- Exercise task:
The records below need retyping in full; give them again exactly.

- Supplied records:

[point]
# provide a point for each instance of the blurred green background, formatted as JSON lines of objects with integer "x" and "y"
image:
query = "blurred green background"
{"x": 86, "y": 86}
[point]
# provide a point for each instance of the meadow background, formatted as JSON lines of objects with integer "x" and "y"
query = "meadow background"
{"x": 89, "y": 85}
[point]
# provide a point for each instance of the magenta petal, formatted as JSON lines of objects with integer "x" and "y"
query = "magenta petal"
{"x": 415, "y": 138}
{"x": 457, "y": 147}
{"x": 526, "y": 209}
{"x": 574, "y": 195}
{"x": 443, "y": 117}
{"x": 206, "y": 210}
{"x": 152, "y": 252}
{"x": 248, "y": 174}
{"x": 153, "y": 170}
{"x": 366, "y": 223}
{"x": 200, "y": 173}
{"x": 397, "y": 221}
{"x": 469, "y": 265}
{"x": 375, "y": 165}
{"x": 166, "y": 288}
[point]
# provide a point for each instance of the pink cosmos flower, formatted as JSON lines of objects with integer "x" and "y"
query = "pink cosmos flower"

- Expected output:
[point]
# provide a point for each instance of the blurred green background, formatted as JSON lines of objects with integer "x" and "y"
image:
query = "blurred green background"
{"x": 86, "y": 86}
[point]
# provide a point for each instance of the meadow background, formatted as JSON lines of objects with integer "x" and "y"
query = "meadow background"
{"x": 89, "y": 85}
[point]
# provide a point for each instance of the magenta petal, formatted as JSON lines of objects with integer "x" and "y"
query = "magenta petal"
{"x": 415, "y": 138}
{"x": 457, "y": 147}
{"x": 526, "y": 209}
{"x": 574, "y": 195}
{"x": 443, "y": 117}
{"x": 206, "y": 210}
{"x": 152, "y": 252}
{"x": 248, "y": 174}
{"x": 153, "y": 170}
{"x": 366, "y": 223}
{"x": 200, "y": 173}
{"x": 397, "y": 221}
{"x": 469, "y": 265}
{"x": 375, "y": 165}
{"x": 166, "y": 288}
[point]
# provide a point for each instance of the pink cosmos flower, formatted as JSON lines of objects with integer "x" and "y"
query = "pink cosmos flower"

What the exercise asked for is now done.